• Excerpt to read:
--- START ---
What if there was one thing you could do every single day to help lower inflammation and improve your overall health?
It’s not a special diet. It’s not exercise or meditation. And no, it’s not coconut oil. But it does take less than ten minutes to do – and it costs far less than the latest supplement.
It’s eating raw carrots. And not for the well-documented reasons you might be familiar with.
I was first turned onto the benefits of raw carrots by the work of endocrine physiologist Dr. Ray Peat. Surprisingly, carrots are a very unique vegetable with many health-promoting properties, none of which have anything to do with vitamin A.
Dr. Peat recommends eating raw carrots for a variety of health issues. Carrots can help lower estrogen, combat bacterial growth, reduce inflammation, promote weight loss, and help excrete bacterial poisons called endotoxins.
Reducing estrogen, inflammation and endotoxins can have many far-reaching downstream effects. Improved digestion, better skin, and less oxidative stress are just some of the possibilities that can be expected.
Whether there is truly a perfect, one-size-all-fits diet is still a point of contention, even for health care practitioners. (For instance, some appear to thrive on a vegan diet, but 4 years of veganism damaged my health.)
--- END ---
• Dataset entries:
--- START ---
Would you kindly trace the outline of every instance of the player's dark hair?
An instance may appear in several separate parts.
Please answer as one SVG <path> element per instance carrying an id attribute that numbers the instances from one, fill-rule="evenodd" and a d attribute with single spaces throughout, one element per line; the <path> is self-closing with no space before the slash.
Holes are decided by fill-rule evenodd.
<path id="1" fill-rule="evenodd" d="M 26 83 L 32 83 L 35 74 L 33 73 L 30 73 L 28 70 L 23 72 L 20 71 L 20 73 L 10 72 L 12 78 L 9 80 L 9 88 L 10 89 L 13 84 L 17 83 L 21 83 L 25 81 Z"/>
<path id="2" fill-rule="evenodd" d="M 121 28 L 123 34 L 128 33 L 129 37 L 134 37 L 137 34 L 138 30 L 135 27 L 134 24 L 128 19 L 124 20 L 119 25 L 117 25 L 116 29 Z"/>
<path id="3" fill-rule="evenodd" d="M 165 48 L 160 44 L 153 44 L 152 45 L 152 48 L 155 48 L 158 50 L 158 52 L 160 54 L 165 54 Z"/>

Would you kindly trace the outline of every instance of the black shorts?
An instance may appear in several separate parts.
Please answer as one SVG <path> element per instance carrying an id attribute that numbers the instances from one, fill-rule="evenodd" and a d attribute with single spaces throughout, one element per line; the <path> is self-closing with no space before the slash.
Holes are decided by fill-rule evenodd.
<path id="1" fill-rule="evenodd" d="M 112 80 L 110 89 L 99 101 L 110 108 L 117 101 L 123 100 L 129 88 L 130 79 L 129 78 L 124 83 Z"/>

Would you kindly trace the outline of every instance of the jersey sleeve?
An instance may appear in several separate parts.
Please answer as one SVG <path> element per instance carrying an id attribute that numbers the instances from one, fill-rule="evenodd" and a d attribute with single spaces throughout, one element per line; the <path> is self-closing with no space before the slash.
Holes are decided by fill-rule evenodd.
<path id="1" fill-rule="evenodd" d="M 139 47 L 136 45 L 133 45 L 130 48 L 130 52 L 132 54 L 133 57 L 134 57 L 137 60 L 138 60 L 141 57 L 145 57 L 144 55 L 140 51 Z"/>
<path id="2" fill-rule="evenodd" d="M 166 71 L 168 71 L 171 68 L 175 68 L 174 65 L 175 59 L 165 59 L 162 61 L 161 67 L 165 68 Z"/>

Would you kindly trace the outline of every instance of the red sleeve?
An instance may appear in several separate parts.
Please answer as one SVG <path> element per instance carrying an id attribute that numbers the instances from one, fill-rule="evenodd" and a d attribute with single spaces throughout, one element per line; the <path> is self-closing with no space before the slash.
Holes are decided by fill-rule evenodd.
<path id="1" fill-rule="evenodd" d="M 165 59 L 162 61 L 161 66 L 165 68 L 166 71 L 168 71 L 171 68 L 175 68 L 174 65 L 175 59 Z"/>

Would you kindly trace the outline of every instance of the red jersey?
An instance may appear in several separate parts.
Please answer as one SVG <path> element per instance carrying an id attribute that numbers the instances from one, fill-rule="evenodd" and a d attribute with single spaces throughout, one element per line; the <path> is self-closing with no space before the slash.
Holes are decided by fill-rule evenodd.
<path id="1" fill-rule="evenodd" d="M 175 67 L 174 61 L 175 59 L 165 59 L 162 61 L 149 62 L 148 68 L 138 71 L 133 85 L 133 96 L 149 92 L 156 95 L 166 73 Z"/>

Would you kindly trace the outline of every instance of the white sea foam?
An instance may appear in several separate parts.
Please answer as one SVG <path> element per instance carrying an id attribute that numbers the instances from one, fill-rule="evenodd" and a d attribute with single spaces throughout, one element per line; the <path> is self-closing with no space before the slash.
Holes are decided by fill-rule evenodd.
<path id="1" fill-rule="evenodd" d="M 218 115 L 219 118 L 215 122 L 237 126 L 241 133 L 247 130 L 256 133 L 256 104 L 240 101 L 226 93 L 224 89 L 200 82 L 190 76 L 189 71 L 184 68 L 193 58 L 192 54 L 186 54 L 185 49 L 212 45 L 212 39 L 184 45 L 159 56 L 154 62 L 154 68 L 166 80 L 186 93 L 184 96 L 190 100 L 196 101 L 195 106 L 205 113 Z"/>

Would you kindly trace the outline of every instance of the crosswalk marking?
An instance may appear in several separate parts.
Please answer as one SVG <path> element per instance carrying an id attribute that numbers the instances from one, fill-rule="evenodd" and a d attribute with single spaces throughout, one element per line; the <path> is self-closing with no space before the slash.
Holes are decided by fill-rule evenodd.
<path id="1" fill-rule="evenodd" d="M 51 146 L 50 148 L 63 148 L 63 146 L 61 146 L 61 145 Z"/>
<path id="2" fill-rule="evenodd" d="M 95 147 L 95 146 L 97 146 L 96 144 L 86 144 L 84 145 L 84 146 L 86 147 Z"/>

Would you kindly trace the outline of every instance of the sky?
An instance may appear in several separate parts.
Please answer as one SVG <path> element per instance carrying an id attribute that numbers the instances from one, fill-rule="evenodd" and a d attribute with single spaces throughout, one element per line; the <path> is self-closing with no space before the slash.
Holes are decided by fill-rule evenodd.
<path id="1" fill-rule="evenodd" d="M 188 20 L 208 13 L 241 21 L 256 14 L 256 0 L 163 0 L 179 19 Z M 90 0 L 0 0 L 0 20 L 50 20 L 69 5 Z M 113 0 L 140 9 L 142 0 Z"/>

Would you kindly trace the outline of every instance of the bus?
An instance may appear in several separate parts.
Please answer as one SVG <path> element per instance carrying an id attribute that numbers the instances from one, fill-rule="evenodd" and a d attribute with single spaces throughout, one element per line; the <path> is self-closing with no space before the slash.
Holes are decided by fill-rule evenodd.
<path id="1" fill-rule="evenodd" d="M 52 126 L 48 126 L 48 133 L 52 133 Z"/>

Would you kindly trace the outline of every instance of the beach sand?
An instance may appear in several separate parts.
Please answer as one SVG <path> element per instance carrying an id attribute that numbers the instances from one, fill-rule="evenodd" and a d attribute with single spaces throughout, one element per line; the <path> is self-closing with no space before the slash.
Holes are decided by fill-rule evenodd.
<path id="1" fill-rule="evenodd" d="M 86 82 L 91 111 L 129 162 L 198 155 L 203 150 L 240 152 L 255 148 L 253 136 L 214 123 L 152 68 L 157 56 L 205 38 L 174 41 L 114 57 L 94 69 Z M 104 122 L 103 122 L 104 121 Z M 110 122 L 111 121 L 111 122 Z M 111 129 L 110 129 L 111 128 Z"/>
--- END ---
• Assignment: Copy the raw carrots text from "Reducing estrogen, inflammation" up to and including "damaged my health.)", substituting "cellular stress" for "oxidative stress".

• Result of the task:
Reducing estrogen, inflammation and endotoxins can have many far-reaching downstream effects. Improved digestion, better skin, and less cellular stress are just some of the possibilities that can be expected.
Whether there is truly a perfect, one-size-all-fits diet is still a point of contention, even for health care practitioners. (For instance, some appear to thrive on a vegan diet, but 4 years of veganism damaged my health.)